Task goal:
Exactly as they appear, write the lines from the one containing "the umbrella rib" to the final line of the entries, leaving pictures out.

[Stored data entries]
□ □ □
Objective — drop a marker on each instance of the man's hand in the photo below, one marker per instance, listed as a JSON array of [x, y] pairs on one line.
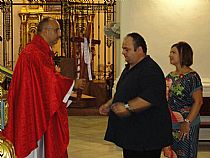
[[120, 110], [80, 84]]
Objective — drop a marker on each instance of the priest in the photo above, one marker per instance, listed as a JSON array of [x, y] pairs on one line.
[[38, 96]]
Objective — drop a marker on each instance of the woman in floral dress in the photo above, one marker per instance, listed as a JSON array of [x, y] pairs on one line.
[[184, 93]]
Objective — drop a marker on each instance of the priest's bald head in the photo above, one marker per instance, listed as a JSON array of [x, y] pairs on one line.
[[49, 29]]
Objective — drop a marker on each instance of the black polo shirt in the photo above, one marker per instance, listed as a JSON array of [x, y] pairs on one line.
[[149, 129]]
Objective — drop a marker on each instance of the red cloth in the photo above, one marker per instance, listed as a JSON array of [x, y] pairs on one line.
[[35, 103]]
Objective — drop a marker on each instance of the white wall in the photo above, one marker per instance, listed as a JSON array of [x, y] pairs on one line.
[[165, 22]]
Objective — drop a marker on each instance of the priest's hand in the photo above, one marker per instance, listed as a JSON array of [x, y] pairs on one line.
[[120, 110], [80, 84], [57, 69]]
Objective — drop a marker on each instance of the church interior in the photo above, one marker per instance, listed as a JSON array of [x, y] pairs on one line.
[[100, 26]]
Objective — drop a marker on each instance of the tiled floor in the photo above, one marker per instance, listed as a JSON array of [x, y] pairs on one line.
[[86, 139]]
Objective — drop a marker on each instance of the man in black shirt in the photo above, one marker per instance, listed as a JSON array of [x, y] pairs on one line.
[[139, 119]]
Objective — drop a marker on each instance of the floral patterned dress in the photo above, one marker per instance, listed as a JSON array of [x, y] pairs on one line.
[[179, 94]]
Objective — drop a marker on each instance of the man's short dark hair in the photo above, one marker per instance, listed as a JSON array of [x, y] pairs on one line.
[[185, 53], [43, 23], [138, 41]]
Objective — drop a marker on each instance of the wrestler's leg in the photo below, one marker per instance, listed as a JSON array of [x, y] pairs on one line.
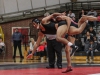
[[67, 50], [73, 30], [91, 18]]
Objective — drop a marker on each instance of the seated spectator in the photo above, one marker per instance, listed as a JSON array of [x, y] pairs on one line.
[[1, 45], [90, 51]]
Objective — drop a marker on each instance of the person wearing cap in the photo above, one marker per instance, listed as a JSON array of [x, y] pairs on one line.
[[17, 39], [47, 27]]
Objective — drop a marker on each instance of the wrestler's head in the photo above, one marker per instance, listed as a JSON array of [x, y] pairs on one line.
[[36, 23], [59, 18]]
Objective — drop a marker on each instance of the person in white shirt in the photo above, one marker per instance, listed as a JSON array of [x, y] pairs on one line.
[[1, 45]]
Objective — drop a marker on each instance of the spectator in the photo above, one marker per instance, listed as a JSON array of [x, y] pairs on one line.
[[78, 43], [1, 45], [90, 51], [83, 12], [98, 41], [53, 47], [92, 32], [87, 38], [70, 14], [95, 43], [17, 39], [92, 13], [32, 43]]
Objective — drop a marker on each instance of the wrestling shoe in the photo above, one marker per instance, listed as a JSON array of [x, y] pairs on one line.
[[75, 48], [68, 69]]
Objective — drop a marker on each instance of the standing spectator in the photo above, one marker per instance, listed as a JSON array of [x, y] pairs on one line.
[[53, 47], [17, 39], [98, 41], [32, 43], [92, 32], [90, 51], [78, 43], [87, 38], [83, 12], [92, 13], [70, 14], [1, 45]]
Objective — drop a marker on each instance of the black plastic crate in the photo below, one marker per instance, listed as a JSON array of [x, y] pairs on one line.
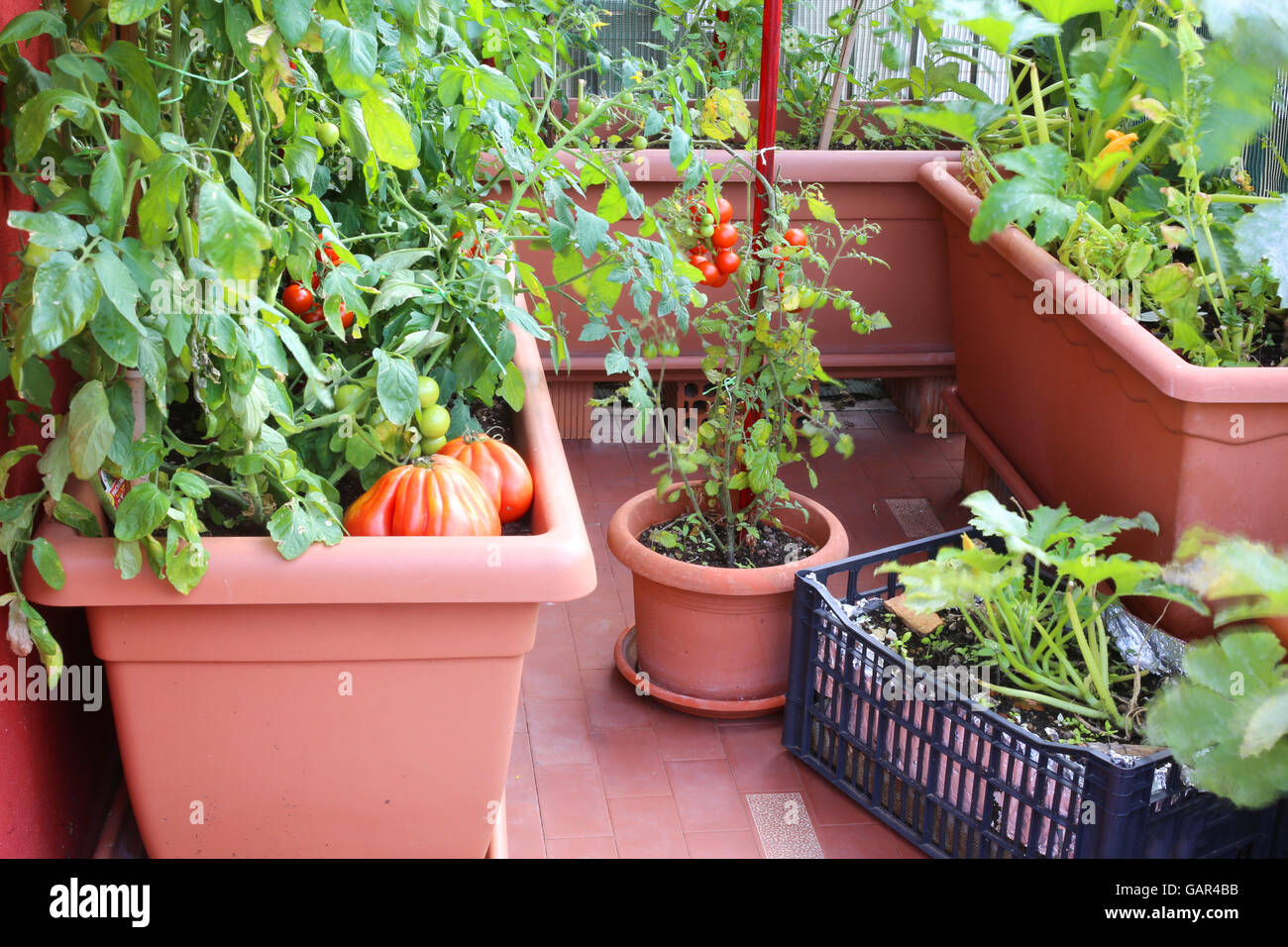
[[958, 780]]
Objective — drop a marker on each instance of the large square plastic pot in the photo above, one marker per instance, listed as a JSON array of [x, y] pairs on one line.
[[359, 701], [1090, 408]]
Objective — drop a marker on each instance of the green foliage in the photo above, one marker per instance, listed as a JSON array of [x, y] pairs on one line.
[[1103, 99], [1038, 607], [1228, 718]]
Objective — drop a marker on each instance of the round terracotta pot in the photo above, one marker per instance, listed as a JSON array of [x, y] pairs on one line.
[[715, 634]]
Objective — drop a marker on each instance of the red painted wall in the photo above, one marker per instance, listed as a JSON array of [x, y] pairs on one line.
[[58, 763]]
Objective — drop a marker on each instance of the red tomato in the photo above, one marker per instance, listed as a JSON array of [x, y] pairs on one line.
[[503, 474], [297, 299], [436, 496], [728, 262], [724, 237]]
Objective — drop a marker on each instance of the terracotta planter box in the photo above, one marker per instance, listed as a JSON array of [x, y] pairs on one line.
[[861, 185], [1090, 408], [709, 641], [356, 702]]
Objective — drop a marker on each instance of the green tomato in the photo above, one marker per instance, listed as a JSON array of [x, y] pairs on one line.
[[35, 254], [346, 395], [387, 434], [327, 134], [433, 421], [428, 392]]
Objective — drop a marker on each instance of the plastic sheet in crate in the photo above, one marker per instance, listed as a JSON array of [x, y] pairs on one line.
[[939, 757], [958, 780]]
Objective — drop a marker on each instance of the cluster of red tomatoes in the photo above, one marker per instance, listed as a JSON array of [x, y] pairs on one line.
[[301, 300], [719, 261]]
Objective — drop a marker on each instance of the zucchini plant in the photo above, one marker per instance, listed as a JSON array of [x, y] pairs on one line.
[[1038, 604]]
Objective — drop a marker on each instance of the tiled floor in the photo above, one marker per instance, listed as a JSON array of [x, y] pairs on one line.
[[597, 772]]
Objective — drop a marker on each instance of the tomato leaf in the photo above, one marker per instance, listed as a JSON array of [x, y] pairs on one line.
[[231, 236], [48, 565], [90, 429], [351, 56], [395, 386], [387, 129], [71, 512], [141, 513]]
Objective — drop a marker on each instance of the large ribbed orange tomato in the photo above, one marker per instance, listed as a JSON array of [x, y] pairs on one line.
[[434, 496], [505, 475]]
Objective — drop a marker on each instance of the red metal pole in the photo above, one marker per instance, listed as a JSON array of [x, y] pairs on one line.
[[765, 158], [767, 129]]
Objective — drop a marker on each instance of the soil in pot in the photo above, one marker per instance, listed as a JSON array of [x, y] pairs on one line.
[[675, 539]]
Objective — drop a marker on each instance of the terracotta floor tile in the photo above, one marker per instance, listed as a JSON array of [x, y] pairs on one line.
[[759, 761], [520, 716], [572, 801], [827, 804], [559, 733], [684, 737], [870, 840], [550, 673], [603, 600], [595, 635], [595, 847], [630, 763], [553, 622], [706, 796], [520, 784], [721, 845], [523, 831], [647, 827], [612, 701]]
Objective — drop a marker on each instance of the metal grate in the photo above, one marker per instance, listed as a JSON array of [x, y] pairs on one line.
[[630, 29]]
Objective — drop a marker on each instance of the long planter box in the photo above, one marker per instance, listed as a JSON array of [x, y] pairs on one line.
[[1090, 408], [958, 780], [861, 185], [356, 702]]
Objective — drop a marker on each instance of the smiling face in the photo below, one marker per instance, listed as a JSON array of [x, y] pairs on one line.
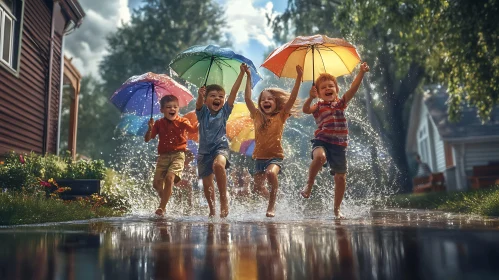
[[267, 102], [170, 110], [328, 90], [215, 100]]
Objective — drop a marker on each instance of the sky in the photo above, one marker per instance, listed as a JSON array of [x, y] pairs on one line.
[[246, 20]]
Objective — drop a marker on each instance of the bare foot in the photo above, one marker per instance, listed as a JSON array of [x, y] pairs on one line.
[[224, 211], [160, 212], [338, 215], [306, 192]]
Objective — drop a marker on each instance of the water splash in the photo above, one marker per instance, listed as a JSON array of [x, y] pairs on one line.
[[370, 177]]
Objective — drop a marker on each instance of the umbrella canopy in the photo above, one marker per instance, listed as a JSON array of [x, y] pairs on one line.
[[238, 120], [202, 65], [134, 125], [316, 54], [140, 95], [245, 135]]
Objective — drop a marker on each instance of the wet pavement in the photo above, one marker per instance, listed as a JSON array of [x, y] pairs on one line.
[[386, 244]]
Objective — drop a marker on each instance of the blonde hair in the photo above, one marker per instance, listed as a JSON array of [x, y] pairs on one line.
[[281, 98], [326, 77]]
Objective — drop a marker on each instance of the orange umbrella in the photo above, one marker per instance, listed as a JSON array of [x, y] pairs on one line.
[[315, 54], [191, 116]]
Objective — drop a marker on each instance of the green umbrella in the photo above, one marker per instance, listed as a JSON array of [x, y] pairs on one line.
[[205, 65]]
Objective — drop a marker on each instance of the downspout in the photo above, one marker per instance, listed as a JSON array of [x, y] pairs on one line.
[[61, 89], [48, 83]]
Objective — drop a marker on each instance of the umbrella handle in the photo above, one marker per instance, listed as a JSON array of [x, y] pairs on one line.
[[313, 67], [152, 97], [209, 68]]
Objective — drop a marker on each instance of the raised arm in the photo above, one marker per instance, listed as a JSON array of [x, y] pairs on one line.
[[307, 107], [294, 91], [148, 135], [356, 83], [247, 91], [200, 100], [236, 86]]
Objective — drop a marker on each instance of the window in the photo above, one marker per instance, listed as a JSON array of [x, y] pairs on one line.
[[9, 32]]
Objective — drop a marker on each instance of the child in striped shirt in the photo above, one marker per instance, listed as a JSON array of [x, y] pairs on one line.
[[331, 137]]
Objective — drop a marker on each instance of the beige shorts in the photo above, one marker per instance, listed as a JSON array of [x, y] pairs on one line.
[[170, 162]]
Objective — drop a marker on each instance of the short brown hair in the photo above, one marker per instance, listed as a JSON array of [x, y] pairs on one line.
[[168, 98], [214, 87], [326, 77]]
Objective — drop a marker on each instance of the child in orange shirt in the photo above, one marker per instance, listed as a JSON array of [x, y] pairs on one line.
[[172, 130], [275, 106]]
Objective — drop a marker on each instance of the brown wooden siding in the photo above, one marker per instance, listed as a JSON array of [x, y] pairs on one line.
[[22, 99]]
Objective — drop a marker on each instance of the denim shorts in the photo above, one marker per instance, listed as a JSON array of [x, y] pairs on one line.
[[335, 155], [262, 164], [205, 162]]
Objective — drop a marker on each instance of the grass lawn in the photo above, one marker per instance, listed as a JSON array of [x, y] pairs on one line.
[[16, 209], [482, 202]]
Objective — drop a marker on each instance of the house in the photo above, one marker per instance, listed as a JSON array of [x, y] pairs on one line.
[[33, 71], [453, 148]]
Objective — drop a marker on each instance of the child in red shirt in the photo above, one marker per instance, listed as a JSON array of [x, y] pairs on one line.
[[172, 130]]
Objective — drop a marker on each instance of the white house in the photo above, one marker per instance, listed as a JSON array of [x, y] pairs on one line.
[[451, 148]]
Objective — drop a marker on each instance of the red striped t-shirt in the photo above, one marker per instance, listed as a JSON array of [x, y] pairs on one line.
[[332, 126]]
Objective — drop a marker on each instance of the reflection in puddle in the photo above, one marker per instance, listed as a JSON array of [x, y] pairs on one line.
[[388, 245]]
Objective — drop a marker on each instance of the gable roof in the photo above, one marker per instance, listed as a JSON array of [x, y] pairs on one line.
[[468, 128]]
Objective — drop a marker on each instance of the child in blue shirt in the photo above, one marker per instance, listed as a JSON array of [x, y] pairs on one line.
[[213, 112]]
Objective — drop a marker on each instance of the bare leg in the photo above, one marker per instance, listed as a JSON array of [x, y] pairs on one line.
[[167, 191], [271, 174], [259, 187], [315, 167], [209, 193], [158, 185], [221, 176], [339, 191]]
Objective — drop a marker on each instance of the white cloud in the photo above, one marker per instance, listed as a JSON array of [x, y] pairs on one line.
[[87, 44], [245, 21]]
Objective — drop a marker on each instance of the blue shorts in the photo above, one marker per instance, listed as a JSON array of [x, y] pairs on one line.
[[262, 164], [335, 155], [205, 162]]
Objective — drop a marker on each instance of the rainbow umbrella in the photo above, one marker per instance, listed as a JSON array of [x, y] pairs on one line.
[[202, 65], [316, 54], [140, 95]]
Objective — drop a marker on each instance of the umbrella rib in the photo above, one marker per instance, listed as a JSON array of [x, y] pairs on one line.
[[192, 65], [324, 65], [329, 48]]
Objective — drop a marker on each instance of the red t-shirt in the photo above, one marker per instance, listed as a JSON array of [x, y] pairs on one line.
[[172, 134]]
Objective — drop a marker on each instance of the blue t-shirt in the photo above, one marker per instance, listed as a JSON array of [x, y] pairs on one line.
[[212, 129]]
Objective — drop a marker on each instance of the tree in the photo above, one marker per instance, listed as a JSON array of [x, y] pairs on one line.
[[450, 42]]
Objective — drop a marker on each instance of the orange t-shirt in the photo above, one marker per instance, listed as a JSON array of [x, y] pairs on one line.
[[268, 139], [172, 134]]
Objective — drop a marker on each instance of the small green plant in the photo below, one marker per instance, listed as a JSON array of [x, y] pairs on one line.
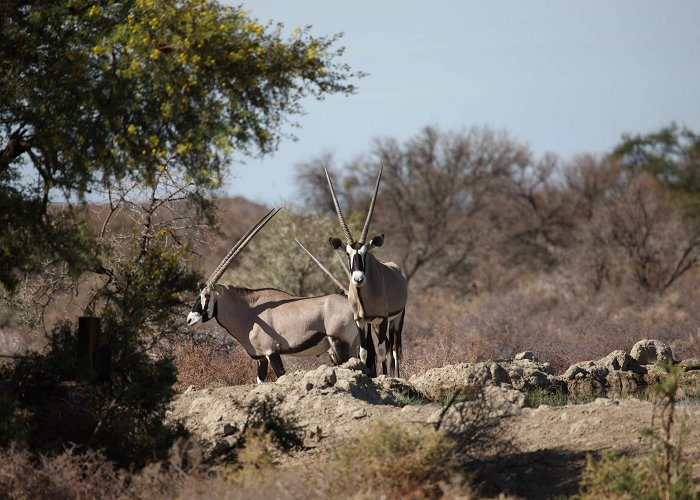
□ □ □
Exercise answer:
Objective — drop a marker on each instance of the umbrella rib in the photo above, one marker per instance, listed as a JSON array of [x, y] pairs on one line.
[[192, 65], [324, 65], [329, 48]]
Objective — drop a marker on each instance of the red t-shirt in the photo above, one marker per instance, listed as a JSON array of [x, y] pairs on one line.
[[172, 134]]
Objective — drop a marker on each instance of the blue t-shirt in the photo above, one marker per instance, listed as a JSON array of [x, y] pairs on one line.
[[212, 129]]
Objective — drop a marker on each instance of the tree in the photo above, one marker per instance, listed as a JSON array of [x, y] pairs on one line.
[[450, 42]]
Objective — drop a marker on each instance of the orange t-shirt in the photo above, one marker per instance, listed as a JSON array of [x, y] pairs on one line.
[[268, 139], [172, 134]]
Objective — drop a marker on each instance of the small green plant in the photo below, one marker per instance, listed as a JSON array of [x, y] pairs on one line.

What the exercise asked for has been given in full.